▶ [Liste des consignes]
A - Dans l'éditorial, qu'est-ce qu'Emmanuel Macron a à dire lorsqu'on l'interroge sur les déclarations du directeur de la police nationale ?
B - Poursuivez l'éditorial sur le vide des mots et la complaisance envers l'extrême droite après sa dernière phrase.

▶ [Extrait]
_ _ _

ÉDITO: Nous armerons les esprits !

Que valent les mots ? Que valent-ils quand, pour servir leur narratif, les chefs de "l'arc républicain" les ont dépouillés de leur sens. Cet "arc républicain" qui devient alors dans leur bouche le signifiant de ce qui est acceptable, c'est à dire très exactement tout ce qui nous est inacceptable. Le vide des mots s'accompagne alors du vide de la pensée. Quand on demande au Président de la République ce qu'il pense des déclarations inédites du directeur de la police nationale, allant jusqu'à accepter l'idée de faire des policiers des soldats au-dessus des lois, Emmanuel Macron n'a rien à dire. Quel vide ! Non pas un vide innocent, puisque la Macronie sait très bien qu'elle joue avec le feu, mais un vide complice. Dans ces circonstances, ne rien dire, quand on voit sous ses yeux l'autorité de l'État s'effondrer face à la police factieuse, quand on voit l'extrême droite lyncher des militants, c'est cautionner. Cautionner la présence d'une extrême droite qui, banalisée, prend progressivement le contrôle de nombreux champs de la société.

_ _ _

▶ [Entrées répertoriées]
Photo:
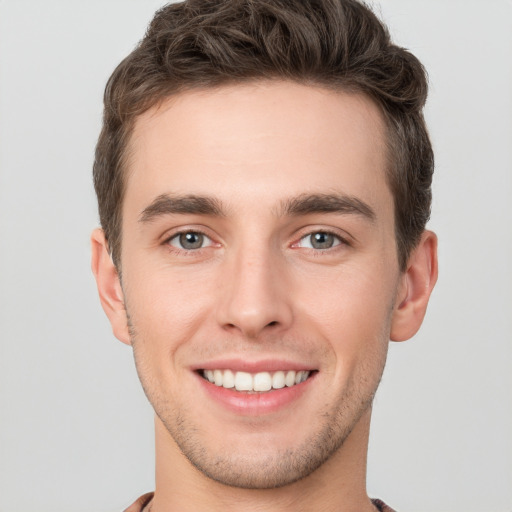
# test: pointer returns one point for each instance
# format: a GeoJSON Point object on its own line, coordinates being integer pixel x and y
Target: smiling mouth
{"type": "Point", "coordinates": [255, 382]}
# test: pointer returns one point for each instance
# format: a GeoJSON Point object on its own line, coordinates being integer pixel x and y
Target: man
{"type": "Point", "coordinates": [263, 178]}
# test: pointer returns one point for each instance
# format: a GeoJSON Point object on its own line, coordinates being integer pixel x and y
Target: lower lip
{"type": "Point", "coordinates": [255, 404]}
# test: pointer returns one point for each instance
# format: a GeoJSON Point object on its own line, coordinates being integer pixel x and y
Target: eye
{"type": "Point", "coordinates": [190, 240]}
{"type": "Point", "coordinates": [319, 240]}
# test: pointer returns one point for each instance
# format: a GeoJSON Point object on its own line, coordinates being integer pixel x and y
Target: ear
{"type": "Point", "coordinates": [109, 286]}
{"type": "Point", "coordinates": [415, 288]}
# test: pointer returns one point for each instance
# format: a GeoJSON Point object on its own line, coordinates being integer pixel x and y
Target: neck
{"type": "Point", "coordinates": [338, 485]}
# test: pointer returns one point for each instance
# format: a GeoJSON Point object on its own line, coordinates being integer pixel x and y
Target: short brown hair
{"type": "Point", "coordinates": [338, 44]}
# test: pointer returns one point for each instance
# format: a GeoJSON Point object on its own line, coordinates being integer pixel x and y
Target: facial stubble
{"type": "Point", "coordinates": [276, 468]}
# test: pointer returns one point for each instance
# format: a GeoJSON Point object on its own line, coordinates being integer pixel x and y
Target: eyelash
{"type": "Point", "coordinates": [339, 241]}
{"type": "Point", "coordinates": [182, 250]}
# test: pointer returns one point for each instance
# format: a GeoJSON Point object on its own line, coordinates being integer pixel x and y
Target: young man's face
{"type": "Point", "coordinates": [258, 248]}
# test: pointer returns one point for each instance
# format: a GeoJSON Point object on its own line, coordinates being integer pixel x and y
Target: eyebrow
{"type": "Point", "coordinates": [166, 204]}
{"type": "Point", "coordinates": [305, 204]}
{"type": "Point", "coordinates": [328, 203]}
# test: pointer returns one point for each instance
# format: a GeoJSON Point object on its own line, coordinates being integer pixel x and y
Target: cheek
{"type": "Point", "coordinates": [167, 307]}
{"type": "Point", "coordinates": [350, 308]}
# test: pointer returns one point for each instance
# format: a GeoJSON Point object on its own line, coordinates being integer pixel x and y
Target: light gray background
{"type": "Point", "coordinates": [75, 429]}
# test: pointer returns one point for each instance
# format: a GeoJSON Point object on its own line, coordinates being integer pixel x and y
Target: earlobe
{"type": "Point", "coordinates": [109, 286]}
{"type": "Point", "coordinates": [417, 283]}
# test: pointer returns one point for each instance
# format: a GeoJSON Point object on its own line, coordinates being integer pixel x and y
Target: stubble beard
{"type": "Point", "coordinates": [275, 469]}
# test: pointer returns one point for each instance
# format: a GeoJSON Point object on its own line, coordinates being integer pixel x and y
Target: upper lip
{"type": "Point", "coordinates": [263, 365]}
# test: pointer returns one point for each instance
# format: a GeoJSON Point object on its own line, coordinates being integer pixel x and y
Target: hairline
{"type": "Point", "coordinates": [390, 140]}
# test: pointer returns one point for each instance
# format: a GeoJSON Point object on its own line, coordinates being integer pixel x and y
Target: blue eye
{"type": "Point", "coordinates": [319, 241]}
{"type": "Point", "coordinates": [190, 240]}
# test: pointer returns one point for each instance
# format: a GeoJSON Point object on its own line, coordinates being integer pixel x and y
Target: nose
{"type": "Point", "coordinates": [255, 296]}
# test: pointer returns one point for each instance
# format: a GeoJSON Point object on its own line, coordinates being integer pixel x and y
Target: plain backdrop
{"type": "Point", "coordinates": [76, 433]}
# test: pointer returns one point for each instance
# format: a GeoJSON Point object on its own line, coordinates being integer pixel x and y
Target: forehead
{"type": "Point", "coordinates": [260, 141]}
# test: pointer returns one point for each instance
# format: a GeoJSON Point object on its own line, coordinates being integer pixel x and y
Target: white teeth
{"type": "Point", "coordinates": [262, 381]}
{"type": "Point", "coordinates": [278, 380]}
{"type": "Point", "coordinates": [228, 380]}
{"type": "Point", "coordinates": [243, 381]}
{"type": "Point", "coordinates": [289, 380]}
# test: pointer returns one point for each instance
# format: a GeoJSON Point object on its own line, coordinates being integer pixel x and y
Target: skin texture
{"type": "Point", "coordinates": [257, 291]}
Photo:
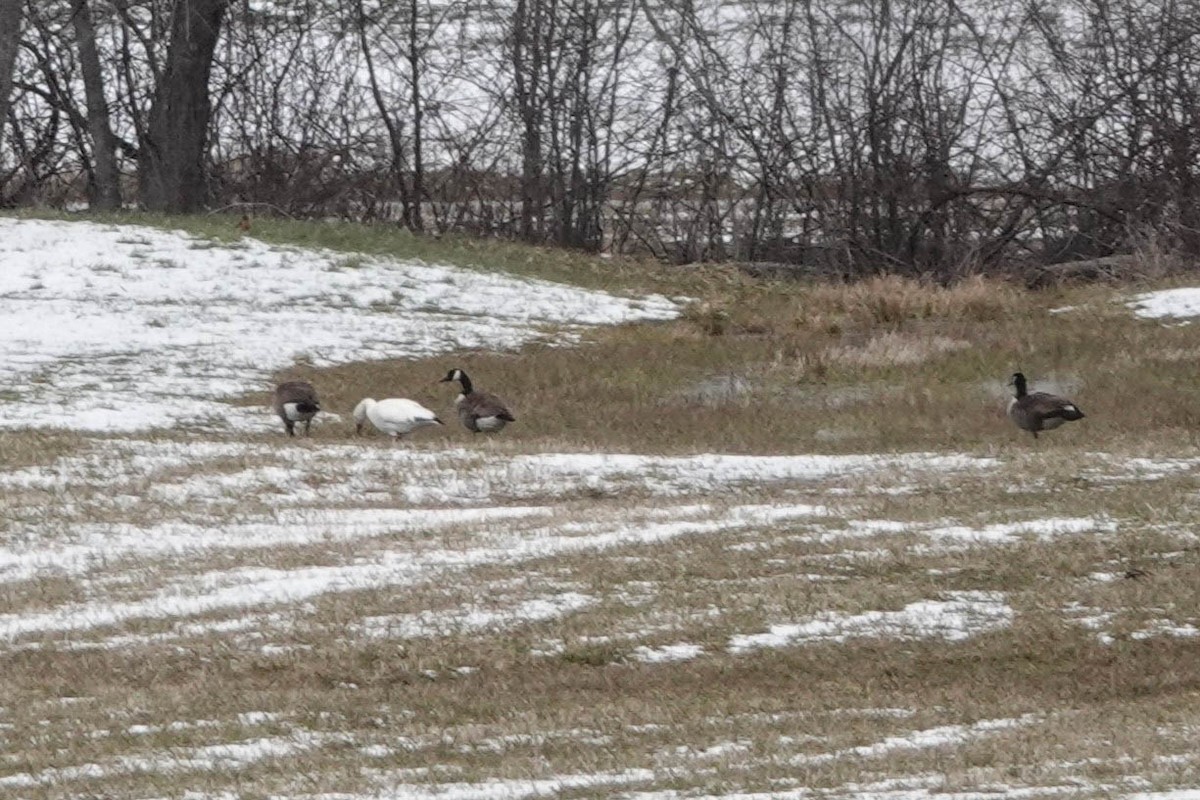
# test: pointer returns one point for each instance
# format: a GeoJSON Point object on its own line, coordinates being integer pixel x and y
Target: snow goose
{"type": "Point", "coordinates": [1036, 411]}
{"type": "Point", "coordinates": [479, 411]}
{"type": "Point", "coordinates": [395, 416]}
{"type": "Point", "coordinates": [295, 401]}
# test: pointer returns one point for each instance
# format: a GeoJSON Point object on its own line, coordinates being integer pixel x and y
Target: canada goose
{"type": "Point", "coordinates": [395, 416]}
{"type": "Point", "coordinates": [1038, 410]}
{"type": "Point", "coordinates": [479, 411]}
{"type": "Point", "coordinates": [295, 401]}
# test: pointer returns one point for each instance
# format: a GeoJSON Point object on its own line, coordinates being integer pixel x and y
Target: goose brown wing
{"type": "Point", "coordinates": [1048, 407]}
{"type": "Point", "coordinates": [483, 404]}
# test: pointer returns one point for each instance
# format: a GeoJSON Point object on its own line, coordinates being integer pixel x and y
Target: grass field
{"type": "Point", "coordinates": [777, 542]}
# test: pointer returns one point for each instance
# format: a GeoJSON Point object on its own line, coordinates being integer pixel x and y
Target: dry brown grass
{"type": "Point", "coordinates": [353, 702]}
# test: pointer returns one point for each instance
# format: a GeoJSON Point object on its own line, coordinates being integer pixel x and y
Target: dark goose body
{"type": "Point", "coordinates": [479, 411]}
{"type": "Point", "coordinates": [1037, 411]}
{"type": "Point", "coordinates": [295, 401]}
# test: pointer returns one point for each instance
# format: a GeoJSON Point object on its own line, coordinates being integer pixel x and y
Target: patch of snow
{"type": "Point", "coordinates": [1170, 304]}
{"type": "Point", "coordinates": [121, 328]}
{"type": "Point", "coordinates": [430, 624]}
{"type": "Point", "coordinates": [681, 651]}
{"type": "Point", "coordinates": [939, 737]}
{"type": "Point", "coordinates": [959, 615]}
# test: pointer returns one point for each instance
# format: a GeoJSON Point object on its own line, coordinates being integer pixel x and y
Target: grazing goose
{"type": "Point", "coordinates": [479, 411]}
{"type": "Point", "coordinates": [1038, 410]}
{"type": "Point", "coordinates": [395, 416]}
{"type": "Point", "coordinates": [295, 401]}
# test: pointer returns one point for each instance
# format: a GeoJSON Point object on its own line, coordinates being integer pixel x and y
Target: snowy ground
{"type": "Point", "coordinates": [346, 560]}
{"type": "Point", "coordinates": [111, 328]}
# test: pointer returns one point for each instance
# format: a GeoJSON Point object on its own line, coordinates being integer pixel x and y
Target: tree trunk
{"type": "Point", "coordinates": [11, 12]}
{"type": "Point", "coordinates": [171, 161]}
{"type": "Point", "coordinates": [415, 218]}
{"type": "Point", "coordinates": [106, 190]}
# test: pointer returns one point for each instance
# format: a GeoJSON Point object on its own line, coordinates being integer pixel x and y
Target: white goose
{"type": "Point", "coordinates": [395, 416]}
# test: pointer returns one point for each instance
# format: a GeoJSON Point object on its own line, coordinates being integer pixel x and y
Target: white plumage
{"type": "Point", "coordinates": [396, 416]}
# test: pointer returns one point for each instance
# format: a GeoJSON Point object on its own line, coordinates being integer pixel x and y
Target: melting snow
{"type": "Point", "coordinates": [1167, 304]}
{"type": "Point", "coordinates": [960, 615]}
{"type": "Point", "coordinates": [121, 328]}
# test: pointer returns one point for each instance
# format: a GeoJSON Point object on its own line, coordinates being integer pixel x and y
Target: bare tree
{"type": "Point", "coordinates": [105, 186]}
{"type": "Point", "coordinates": [171, 164]}
{"type": "Point", "coordinates": [11, 12]}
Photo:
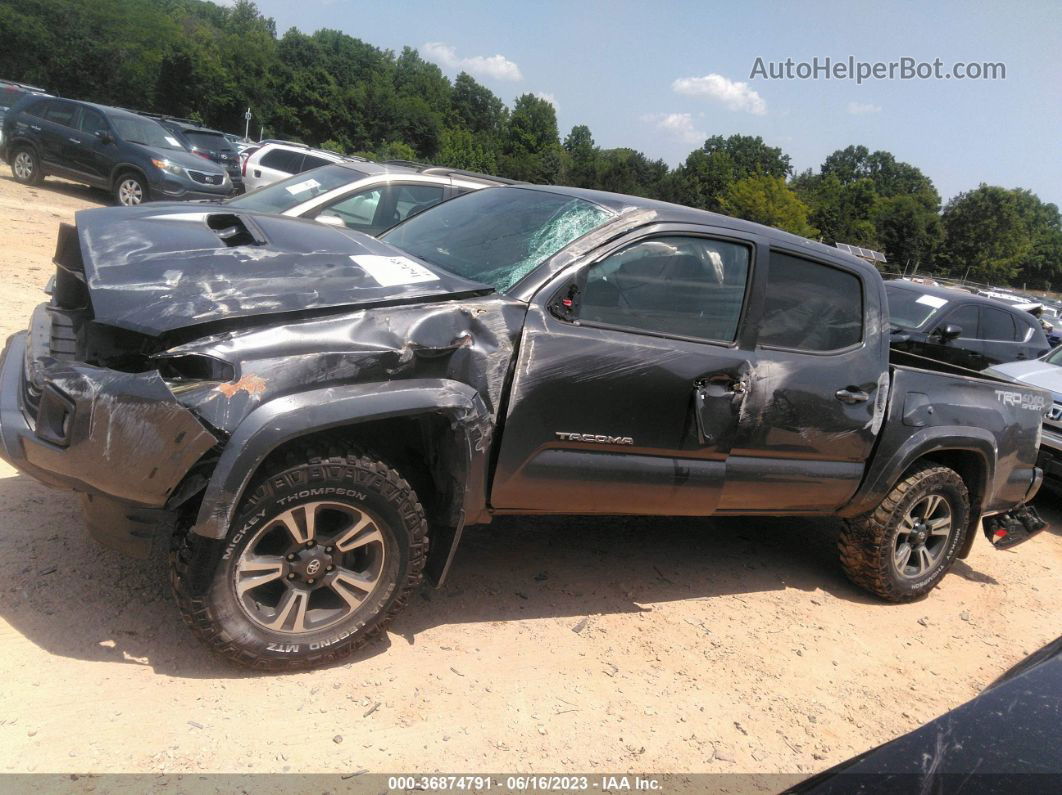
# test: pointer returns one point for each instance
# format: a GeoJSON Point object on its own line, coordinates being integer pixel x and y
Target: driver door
{"type": "Point", "coordinates": [630, 382]}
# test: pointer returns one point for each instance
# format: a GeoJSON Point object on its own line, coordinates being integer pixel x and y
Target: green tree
{"type": "Point", "coordinates": [768, 200]}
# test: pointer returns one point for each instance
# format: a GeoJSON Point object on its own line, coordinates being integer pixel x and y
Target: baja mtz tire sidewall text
{"type": "Point", "coordinates": [873, 547]}
{"type": "Point", "coordinates": [300, 617]}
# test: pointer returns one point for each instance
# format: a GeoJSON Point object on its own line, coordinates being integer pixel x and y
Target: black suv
{"type": "Point", "coordinates": [210, 144]}
{"type": "Point", "coordinates": [134, 157]}
{"type": "Point", "coordinates": [960, 328]}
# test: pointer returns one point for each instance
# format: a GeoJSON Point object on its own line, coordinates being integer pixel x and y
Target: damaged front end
{"type": "Point", "coordinates": [169, 363]}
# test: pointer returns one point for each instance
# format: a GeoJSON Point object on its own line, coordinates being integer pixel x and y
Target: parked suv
{"type": "Point", "coordinates": [129, 155]}
{"type": "Point", "coordinates": [960, 328]}
{"type": "Point", "coordinates": [275, 160]}
{"type": "Point", "coordinates": [210, 144]}
{"type": "Point", "coordinates": [370, 197]}
{"type": "Point", "coordinates": [12, 92]}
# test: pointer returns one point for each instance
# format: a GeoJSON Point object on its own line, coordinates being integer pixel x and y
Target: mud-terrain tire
{"type": "Point", "coordinates": [26, 166]}
{"type": "Point", "coordinates": [131, 189]}
{"type": "Point", "coordinates": [902, 549]}
{"type": "Point", "coordinates": [317, 603]}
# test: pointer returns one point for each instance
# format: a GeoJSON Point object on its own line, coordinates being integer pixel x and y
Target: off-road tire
{"type": "Point", "coordinates": [216, 616]}
{"type": "Point", "coordinates": [26, 166]}
{"type": "Point", "coordinates": [867, 543]}
{"type": "Point", "coordinates": [120, 192]}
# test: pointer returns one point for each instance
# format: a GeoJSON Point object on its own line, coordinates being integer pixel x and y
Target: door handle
{"type": "Point", "coordinates": [852, 395]}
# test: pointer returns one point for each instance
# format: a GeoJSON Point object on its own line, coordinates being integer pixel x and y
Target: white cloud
{"type": "Point", "coordinates": [495, 67]}
{"type": "Point", "coordinates": [732, 93]}
{"type": "Point", "coordinates": [678, 125]}
{"type": "Point", "coordinates": [857, 108]}
{"type": "Point", "coordinates": [549, 98]}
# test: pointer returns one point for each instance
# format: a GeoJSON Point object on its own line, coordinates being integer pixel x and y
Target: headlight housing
{"type": "Point", "coordinates": [168, 166]}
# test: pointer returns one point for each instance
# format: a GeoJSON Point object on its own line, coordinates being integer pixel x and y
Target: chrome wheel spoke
{"type": "Point", "coordinates": [362, 533]}
{"type": "Point", "coordinates": [903, 555]}
{"type": "Point", "coordinates": [291, 611]}
{"type": "Point", "coordinates": [256, 570]}
{"type": "Point", "coordinates": [353, 587]}
{"type": "Point", "coordinates": [300, 523]}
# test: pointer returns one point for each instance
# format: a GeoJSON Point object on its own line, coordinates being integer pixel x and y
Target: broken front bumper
{"type": "Point", "coordinates": [118, 437]}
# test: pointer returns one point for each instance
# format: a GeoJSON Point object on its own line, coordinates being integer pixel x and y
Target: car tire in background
{"type": "Point", "coordinates": [131, 189]}
{"type": "Point", "coordinates": [323, 553]}
{"type": "Point", "coordinates": [902, 549]}
{"type": "Point", "coordinates": [26, 166]}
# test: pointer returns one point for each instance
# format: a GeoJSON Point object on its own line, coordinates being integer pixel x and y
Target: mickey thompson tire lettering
{"type": "Point", "coordinates": [308, 474]}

_ _ _

▶ [Réponses aux consignes]
A - Il n'a rien à dire.

B -
Comme nous étions moqués quand nous présentions le retour du service militaire ou le mépris du parlement comme des dérives fascisantes. Aujourd'hui tout est plus clair: chaque jour qui passe nous rapproche de ce péril. De la reprise en main zemmouriste du Journal Du Dimanche au discours politique suivant les révoltes des banlieues, tout y passe. Tout est bon pour avancer pas-à-pas vers un débat public où tout est saturé et un espace politique où tout discours subversif est présenté comme hors de la "République".
De la consternation actuelle débouche déjà une forme de résignation. Résignation quand on voit chaque tentative de contestation muselée, méprisée puis éteinte, avant que l'on ne change de sujet. En effet, il n'a pas fallu beaucoup de temps pour passer de la réforme des retraites aux révoltes urbaines, puis maintenant à la crise policière qui prend de l'ampleur. Quand des millions de français contestent la réforme des retraites dans la rue, le gouvernement décide de passer en force sans états d'âme. Quand les banlieues s'enflamment en réaction à la mort de Nahel, il n'y a aucun ministre pour trouver de solutions politiques autres que la matraque. En revanche, quand quelques policiers se mettent en arrêt maladie pour protester contre la mise en détention de leur collègue criminel, ils obtiennent en une semaine gain de cause sur leurs revendications de justice parallèle. Tout paraît alors impossible, vicié. Comme si notre camp social était voué à perdre.
Oui, tout est plus clair: le gouvernement a choisi son camp. C'est celui de l'état policier, c'est-à-dire qui n'impose son autorité que grâce à sa police violente. Bien sûr, cet État policier peut se vanter d'être détenteur de la "République", ce qui ne l'empêche pas de se muer en État autoritaire lorsque c'est nécessaire pour maintenir sa domination. Ils ont choisi leur camp.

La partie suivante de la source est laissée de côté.